#### 原文
この薄膜型磁気記録媒体は、塗布型磁気記録媒体に比べ
て記録膜中の磁性体の密度が高いため、より高密度の記
録に適している。そのため、現在製造されている磁気デ
ィスク装置の大半では薄膜磁気記録媒体が用いられるよ
うになってきている。
【0003】薄膜磁気記録媒体の一般的な構成として
は、非磁性基板上に非磁性下地層、磁性層、保護層を順
次形成した単層磁気記録媒体が知られている。また、最
近ではより優れた特性を持つ磁気記録媒体として、特開
平1−173313、特開平1−217723等に見ら
れるような非磁性基板上に非磁性下地層を形成し、その
上に磁性層と非磁性中間層を交互に順次形成した後、最
後に保護層を形成した多層磁気記録媒体が知られてい
る。
【0004】
【発明が解決しようとする課題】上記従来の磁気記録媒
体は、高密度記録に対応するための充分な電磁変換特性
が得られなかった。すなわち、単層磁気記録媒体で高密
度の記録再生を行う場合には、高いS/Nを得ることが
できず、多層磁気記録媒体では比較的高いS/Nは得る
ことができるものの未だ不充分であり、しかもオーバー
ライト特性が劣化するといった問題があった。
【0005】本発明の第1の目的は、高密度記録時での
電磁変換特性が良好な磁気記録媒体を提供することにあ
る。
【0006】本発明の第2の目的は、高密度記録時での
電磁変換特性が良好な磁気記録媒体の特性を充分に活か
せた大容量の磁気記憶装置を提供することにある。
【0007】
【課題を解決するための手段】上記第1の目的を達成す
るために、本発明の磁気記録媒体は、非磁性基板と、非
磁性基板上に設けられた複数の磁性層と、磁性層の間に
設けられた非磁性中間層とを有し、この磁性層の層数を
3層以上29層以下、その残留磁化膜厚積を10[G・
μm]以上150[G・μm]以下、保磁力を1400
[Oe]以上3500[Oe]以下としたものである。
この非磁性中間層は、膜厚が0.1nm以上5nm以下
であることが好ましい。
########
#### 資料一覧
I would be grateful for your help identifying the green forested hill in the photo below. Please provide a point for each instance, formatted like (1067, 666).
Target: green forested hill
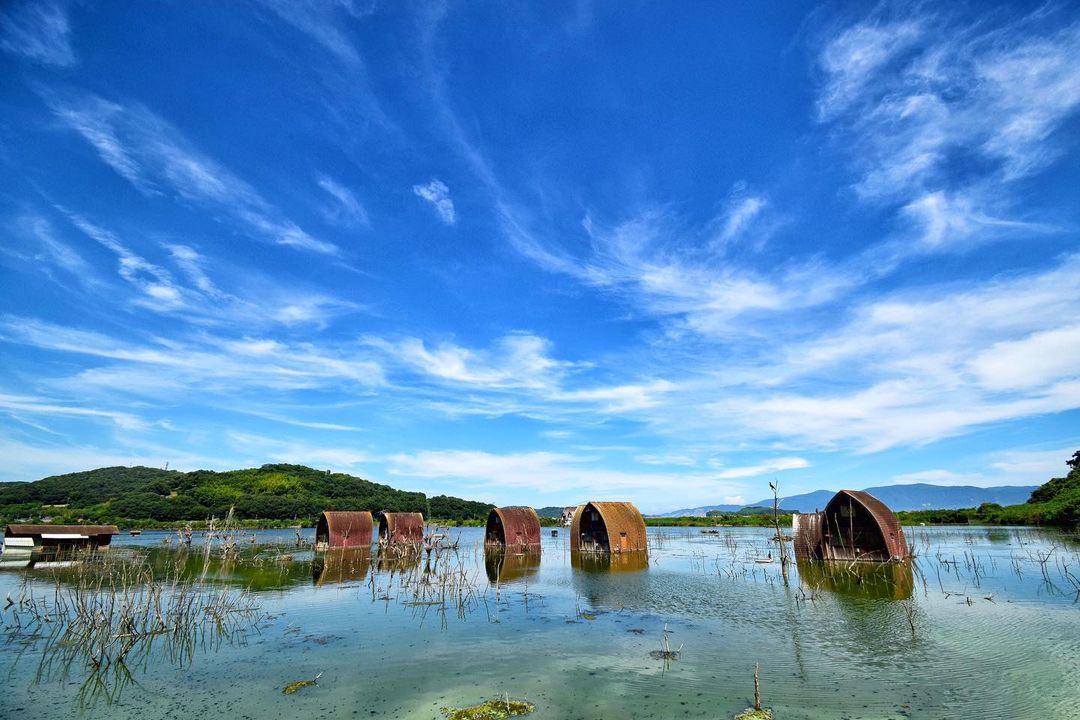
(1055, 502)
(270, 492)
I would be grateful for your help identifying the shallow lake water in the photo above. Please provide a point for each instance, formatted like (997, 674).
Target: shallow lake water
(985, 623)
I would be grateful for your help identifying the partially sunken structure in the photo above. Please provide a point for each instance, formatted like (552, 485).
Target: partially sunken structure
(343, 529)
(854, 526)
(401, 529)
(608, 527)
(513, 529)
(57, 537)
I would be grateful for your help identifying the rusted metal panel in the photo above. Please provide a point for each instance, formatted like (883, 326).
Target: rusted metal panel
(343, 529)
(854, 526)
(608, 527)
(401, 528)
(515, 529)
(80, 534)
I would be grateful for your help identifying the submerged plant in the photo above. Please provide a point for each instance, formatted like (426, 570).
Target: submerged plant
(293, 687)
(493, 709)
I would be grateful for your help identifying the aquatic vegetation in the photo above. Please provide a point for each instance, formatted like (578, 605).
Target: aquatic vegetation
(294, 687)
(493, 709)
(751, 714)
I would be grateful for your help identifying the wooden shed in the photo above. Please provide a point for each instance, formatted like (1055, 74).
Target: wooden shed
(608, 527)
(57, 537)
(401, 528)
(514, 529)
(854, 526)
(343, 529)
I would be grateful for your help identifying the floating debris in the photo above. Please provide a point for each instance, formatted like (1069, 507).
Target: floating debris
(293, 687)
(493, 709)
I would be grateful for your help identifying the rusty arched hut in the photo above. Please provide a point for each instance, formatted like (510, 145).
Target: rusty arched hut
(514, 529)
(343, 529)
(401, 528)
(608, 527)
(854, 526)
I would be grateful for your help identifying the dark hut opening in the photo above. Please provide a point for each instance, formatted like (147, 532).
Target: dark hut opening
(854, 526)
(401, 528)
(608, 527)
(593, 532)
(513, 529)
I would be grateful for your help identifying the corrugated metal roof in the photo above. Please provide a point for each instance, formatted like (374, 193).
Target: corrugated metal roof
(622, 521)
(516, 527)
(345, 529)
(883, 518)
(401, 528)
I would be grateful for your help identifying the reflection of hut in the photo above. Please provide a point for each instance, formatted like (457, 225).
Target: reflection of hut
(341, 566)
(608, 527)
(609, 561)
(57, 537)
(854, 526)
(515, 529)
(397, 558)
(508, 567)
(343, 529)
(880, 581)
(401, 529)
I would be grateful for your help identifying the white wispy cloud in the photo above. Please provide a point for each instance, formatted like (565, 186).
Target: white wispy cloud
(212, 365)
(153, 155)
(39, 30)
(437, 193)
(555, 473)
(34, 405)
(347, 209)
(325, 22)
(917, 95)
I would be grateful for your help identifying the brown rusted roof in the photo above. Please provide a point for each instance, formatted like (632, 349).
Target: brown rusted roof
(619, 518)
(886, 519)
(345, 529)
(520, 528)
(15, 530)
(401, 528)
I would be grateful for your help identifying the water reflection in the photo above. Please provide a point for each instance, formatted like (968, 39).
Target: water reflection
(609, 561)
(340, 566)
(880, 581)
(504, 568)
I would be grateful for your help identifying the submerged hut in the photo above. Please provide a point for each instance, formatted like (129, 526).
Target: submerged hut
(57, 537)
(401, 528)
(608, 527)
(343, 529)
(854, 526)
(514, 529)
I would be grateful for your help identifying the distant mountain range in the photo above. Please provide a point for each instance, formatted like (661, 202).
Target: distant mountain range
(918, 496)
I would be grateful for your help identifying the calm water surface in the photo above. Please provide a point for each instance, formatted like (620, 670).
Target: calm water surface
(995, 614)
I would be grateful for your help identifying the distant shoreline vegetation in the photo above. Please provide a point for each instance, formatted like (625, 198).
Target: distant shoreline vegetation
(271, 496)
(281, 496)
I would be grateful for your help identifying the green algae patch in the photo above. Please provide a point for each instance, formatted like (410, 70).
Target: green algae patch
(493, 709)
(294, 687)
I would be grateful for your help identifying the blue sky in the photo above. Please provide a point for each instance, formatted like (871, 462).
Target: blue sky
(539, 253)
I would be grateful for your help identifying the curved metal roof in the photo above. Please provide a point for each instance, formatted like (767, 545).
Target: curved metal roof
(619, 518)
(885, 518)
(345, 528)
(521, 527)
(401, 527)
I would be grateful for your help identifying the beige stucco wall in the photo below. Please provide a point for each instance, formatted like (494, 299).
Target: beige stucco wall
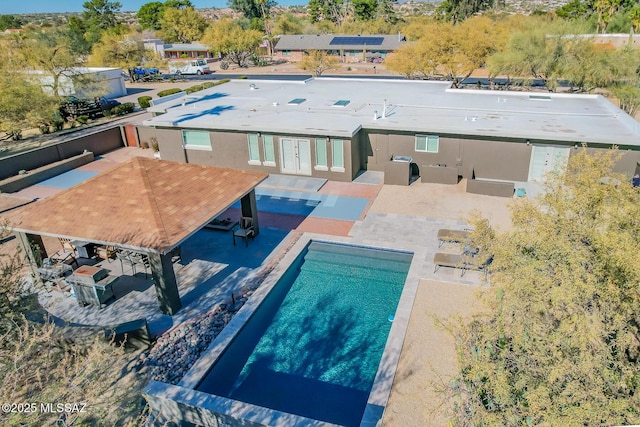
(231, 150)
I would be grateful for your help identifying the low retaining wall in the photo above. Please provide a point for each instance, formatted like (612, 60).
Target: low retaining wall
(18, 182)
(98, 142)
(490, 188)
(438, 174)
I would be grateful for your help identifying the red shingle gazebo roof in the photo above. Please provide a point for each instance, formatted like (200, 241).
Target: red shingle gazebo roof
(141, 204)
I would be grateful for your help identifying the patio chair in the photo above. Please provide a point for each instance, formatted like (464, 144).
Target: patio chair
(245, 231)
(140, 259)
(106, 252)
(66, 244)
(125, 259)
(446, 235)
(65, 257)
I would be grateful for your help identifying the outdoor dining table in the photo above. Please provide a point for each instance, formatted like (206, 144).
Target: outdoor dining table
(54, 271)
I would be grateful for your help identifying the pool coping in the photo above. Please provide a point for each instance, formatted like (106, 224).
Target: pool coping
(183, 401)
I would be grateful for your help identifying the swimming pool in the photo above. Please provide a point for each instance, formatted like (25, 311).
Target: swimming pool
(314, 345)
(304, 355)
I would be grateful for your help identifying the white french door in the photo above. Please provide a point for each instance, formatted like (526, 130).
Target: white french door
(295, 156)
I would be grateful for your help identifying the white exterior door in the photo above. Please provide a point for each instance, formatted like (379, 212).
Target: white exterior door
(546, 158)
(295, 156)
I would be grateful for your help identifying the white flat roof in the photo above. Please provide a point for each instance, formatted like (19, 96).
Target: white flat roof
(411, 106)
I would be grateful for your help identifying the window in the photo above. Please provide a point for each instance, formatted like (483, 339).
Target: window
(254, 151)
(269, 154)
(196, 139)
(337, 155)
(321, 154)
(427, 143)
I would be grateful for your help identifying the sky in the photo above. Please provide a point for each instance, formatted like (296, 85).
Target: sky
(8, 7)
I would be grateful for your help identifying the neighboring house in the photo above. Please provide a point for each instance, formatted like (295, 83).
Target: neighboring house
(348, 48)
(615, 40)
(187, 50)
(333, 128)
(178, 50)
(107, 82)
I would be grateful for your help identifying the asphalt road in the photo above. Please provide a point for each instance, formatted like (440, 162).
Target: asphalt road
(471, 81)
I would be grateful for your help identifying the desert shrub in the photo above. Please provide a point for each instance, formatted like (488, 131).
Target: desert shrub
(123, 109)
(57, 124)
(143, 101)
(167, 92)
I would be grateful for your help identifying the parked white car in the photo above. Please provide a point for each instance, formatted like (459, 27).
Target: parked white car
(197, 66)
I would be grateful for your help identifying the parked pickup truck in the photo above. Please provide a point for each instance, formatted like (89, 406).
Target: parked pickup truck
(74, 107)
(197, 66)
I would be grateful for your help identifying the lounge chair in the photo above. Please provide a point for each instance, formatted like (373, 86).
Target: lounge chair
(446, 235)
(463, 262)
(245, 231)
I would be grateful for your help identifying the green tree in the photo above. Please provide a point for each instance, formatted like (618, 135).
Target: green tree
(559, 343)
(49, 53)
(386, 11)
(149, 15)
(118, 50)
(182, 25)
(178, 4)
(454, 54)
(252, 8)
(327, 10)
(99, 15)
(287, 24)
(318, 62)
(229, 39)
(76, 30)
(9, 21)
(551, 51)
(634, 17)
(364, 10)
(459, 10)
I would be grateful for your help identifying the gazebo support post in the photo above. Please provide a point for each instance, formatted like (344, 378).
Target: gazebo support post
(249, 209)
(165, 282)
(34, 251)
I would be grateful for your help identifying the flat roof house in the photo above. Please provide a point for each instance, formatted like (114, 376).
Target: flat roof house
(350, 48)
(333, 128)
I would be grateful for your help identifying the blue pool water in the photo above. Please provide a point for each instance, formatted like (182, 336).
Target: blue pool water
(309, 204)
(68, 179)
(313, 346)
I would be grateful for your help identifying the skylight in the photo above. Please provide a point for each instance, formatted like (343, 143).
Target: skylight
(357, 40)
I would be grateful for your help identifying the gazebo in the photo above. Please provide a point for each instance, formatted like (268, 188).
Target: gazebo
(144, 205)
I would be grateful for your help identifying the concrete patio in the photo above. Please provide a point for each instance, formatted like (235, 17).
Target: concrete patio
(364, 212)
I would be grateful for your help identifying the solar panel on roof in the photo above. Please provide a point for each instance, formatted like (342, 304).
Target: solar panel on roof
(341, 103)
(369, 41)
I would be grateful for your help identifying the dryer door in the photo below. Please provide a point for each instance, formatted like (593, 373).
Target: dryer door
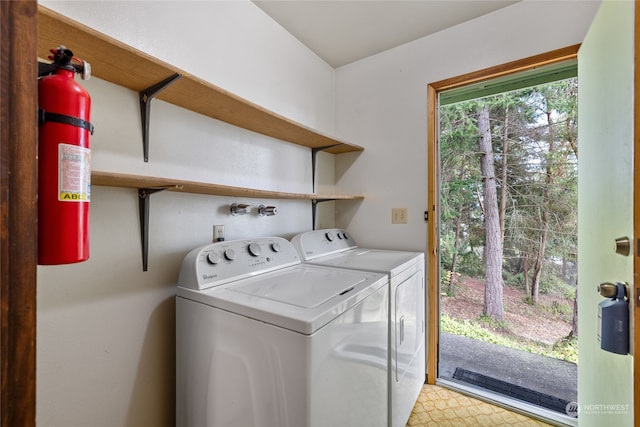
(408, 338)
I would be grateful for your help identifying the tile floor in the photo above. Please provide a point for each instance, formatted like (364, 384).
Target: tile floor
(438, 406)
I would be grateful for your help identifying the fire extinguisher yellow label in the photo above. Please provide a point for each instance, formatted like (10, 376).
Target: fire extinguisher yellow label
(74, 173)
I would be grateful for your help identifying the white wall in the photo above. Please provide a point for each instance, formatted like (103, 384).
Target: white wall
(105, 328)
(605, 206)
(381, 105)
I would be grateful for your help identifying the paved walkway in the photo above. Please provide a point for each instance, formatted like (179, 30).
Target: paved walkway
(540, 373)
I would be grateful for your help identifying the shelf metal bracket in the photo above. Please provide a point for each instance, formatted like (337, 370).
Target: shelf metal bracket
(314, 209)
(144, 196)
(146, 96)
(314, 155)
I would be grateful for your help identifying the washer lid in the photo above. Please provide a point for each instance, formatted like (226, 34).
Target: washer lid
(384, 261)
(302, 298)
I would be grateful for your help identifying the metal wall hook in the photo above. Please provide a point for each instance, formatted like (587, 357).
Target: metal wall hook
(239, 209)
(267, 210)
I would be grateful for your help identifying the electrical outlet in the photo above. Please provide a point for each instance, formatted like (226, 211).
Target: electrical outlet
(398, 215)
(218, 233)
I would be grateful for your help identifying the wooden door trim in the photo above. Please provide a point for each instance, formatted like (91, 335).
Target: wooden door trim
(18, 212)
(433, 279)
(635, 345)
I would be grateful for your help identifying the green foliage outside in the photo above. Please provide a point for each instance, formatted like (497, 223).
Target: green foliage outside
(534, 138)
(565, 349)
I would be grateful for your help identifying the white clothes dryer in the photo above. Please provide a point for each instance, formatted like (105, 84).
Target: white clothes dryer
(265, 340)
(405, 271)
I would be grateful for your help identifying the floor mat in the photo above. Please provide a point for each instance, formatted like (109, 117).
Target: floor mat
(512, 390)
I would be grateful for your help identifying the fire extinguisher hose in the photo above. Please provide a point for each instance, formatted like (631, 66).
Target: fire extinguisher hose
(46, 116)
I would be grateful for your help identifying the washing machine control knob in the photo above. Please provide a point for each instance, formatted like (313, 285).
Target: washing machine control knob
(230, 254)
(213, 258)
(254, 249)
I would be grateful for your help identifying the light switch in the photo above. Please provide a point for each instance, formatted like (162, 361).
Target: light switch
(398, 215)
########
◆ **課題**:
原文によると、本発明の磁気記録媒体では磁性層の層数をどの範囲としていますか。 この資料は原文とは別の出典から取られたものです。

◆ **解答**:
3層以上29層以下です。